Rewrite all of these items, substituting "boxwood hedge" for every "dense green hedge" and keeping everything else the same.

Begin Given records

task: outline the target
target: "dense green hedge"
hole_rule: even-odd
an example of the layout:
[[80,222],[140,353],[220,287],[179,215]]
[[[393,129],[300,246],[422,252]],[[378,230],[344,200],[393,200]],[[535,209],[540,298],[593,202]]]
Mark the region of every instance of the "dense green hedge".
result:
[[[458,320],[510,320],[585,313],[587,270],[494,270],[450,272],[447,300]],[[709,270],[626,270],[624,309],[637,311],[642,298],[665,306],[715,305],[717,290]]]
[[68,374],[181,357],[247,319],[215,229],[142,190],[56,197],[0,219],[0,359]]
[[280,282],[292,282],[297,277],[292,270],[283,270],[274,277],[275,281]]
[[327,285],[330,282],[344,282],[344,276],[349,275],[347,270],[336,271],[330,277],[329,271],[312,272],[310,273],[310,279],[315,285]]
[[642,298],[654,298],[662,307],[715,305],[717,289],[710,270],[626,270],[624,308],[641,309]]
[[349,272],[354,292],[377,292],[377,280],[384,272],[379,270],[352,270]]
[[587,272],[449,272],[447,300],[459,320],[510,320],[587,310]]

End Given records

**Worked solution:**
task: outline the target
target: "boxwood hedge"
hole_rule: even-odd
an example of the layout:
[[80,222],[140,353],[220,287],[179,215]]
[[[393,129],[300,246],[422,252]],[[378,230],[344,200],[393,200]],[[535,209],[540,298],[593,202]]]
Mark the region of every instance of the "boxwood hedge".
result:
[[[458,320],[510,320],[585,313],[587,270],[494,270],[450,272],[447,300]],[[709,270],[626,270],[624,309],[637,311],[642,298],[665,306],[715,305],[717,290]]]
[[68,374],[181,357],[247,319],[215,229],[142,190],[56,197],[0,219],[0,359]]
[[280,282],[292,282],[297,277],[292,270],[283,270],[274,277],[275,281]]
[[327,285],[330,282],[344,282],[344,276],[349,275],[347,270],[336,271],[330,277],[329,271],[312,272],[310,273],[310,279],[315,285]]
[[642,298],[654,298],[662,307],[715,305],[717,289],[710,270],[626,270],[624,308],[641,309]]
[[349,272],[354,292],[377,292],[377,280],[384,272],[379,270],[352,270]]
[[587,272],[449,272],[447,300],[459,320],[510,320],[587,310]]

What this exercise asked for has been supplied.